Stored data:
>>>>
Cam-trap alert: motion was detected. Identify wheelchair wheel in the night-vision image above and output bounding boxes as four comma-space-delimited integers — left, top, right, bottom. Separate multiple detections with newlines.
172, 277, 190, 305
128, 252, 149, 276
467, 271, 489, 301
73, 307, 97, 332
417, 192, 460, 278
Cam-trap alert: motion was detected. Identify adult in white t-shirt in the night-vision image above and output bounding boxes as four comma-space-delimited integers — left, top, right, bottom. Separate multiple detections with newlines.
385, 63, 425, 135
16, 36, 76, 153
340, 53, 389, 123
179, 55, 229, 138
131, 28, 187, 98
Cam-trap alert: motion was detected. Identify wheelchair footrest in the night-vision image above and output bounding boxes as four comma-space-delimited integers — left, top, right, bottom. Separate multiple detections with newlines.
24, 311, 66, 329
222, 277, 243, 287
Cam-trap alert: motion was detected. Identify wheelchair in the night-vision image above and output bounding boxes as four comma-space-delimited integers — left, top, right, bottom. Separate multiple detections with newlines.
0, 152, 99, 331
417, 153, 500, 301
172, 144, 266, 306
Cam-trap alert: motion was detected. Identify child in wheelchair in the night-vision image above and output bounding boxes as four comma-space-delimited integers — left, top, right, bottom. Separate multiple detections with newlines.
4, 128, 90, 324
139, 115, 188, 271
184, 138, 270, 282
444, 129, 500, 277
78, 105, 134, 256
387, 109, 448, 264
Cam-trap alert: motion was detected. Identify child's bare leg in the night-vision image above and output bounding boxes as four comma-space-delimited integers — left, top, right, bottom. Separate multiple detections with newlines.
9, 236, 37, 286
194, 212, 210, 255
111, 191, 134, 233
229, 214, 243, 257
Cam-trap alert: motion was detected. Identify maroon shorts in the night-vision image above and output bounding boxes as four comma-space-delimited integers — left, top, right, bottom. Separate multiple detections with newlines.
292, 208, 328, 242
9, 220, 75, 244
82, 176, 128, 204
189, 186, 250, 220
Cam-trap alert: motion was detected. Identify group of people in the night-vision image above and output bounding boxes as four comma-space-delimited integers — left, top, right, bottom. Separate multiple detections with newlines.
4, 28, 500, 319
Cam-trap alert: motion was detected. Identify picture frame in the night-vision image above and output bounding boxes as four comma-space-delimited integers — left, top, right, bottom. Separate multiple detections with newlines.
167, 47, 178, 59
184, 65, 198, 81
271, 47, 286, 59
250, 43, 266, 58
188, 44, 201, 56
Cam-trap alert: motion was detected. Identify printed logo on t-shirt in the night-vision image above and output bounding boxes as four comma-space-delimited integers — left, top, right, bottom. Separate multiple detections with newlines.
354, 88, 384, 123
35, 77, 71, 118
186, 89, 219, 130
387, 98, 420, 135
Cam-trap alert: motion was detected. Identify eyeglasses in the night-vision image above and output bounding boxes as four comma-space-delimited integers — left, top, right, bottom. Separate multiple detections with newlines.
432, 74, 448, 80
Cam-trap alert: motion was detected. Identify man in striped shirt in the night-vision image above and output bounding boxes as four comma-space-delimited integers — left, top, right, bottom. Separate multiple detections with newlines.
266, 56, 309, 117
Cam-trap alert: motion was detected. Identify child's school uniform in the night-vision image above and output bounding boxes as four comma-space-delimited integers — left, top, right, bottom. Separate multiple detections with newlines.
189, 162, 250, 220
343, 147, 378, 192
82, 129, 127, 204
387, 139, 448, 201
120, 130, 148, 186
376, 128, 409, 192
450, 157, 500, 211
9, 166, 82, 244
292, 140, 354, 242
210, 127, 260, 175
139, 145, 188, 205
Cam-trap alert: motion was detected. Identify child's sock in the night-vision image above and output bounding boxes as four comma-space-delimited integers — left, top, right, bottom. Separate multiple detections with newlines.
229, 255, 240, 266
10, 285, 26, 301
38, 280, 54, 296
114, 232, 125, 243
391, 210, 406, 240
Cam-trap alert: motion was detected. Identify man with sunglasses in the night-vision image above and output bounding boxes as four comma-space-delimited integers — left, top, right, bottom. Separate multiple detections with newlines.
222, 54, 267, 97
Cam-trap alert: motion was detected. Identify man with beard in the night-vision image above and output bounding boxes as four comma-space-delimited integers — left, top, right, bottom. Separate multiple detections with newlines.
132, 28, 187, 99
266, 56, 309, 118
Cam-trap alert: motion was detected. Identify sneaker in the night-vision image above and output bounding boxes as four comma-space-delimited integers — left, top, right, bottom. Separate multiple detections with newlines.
<<<<
- _What to work on_:
Could you rewrite the part that opens with the first row and closes with the line containing "417, 192, 460, 278", both ends included, leaving all text unchanged but multiplying every bounding-box coordinate by 2.25 and rounding it to a whole number, with halves rounded up?

- _Output below_:
Cam-trap alert: motion was detected. Identify wheelchair wheel in the night-vision image above and output bounding boxes as four comma-space-delimited integers — left, top, right, bottom. Separate multiple detections with newlines.
387, 623, 428, 686
288, 567, 335, 621
1051, 610, 1100, 677
164, 691, 218, 747
938, 432, 1035, 626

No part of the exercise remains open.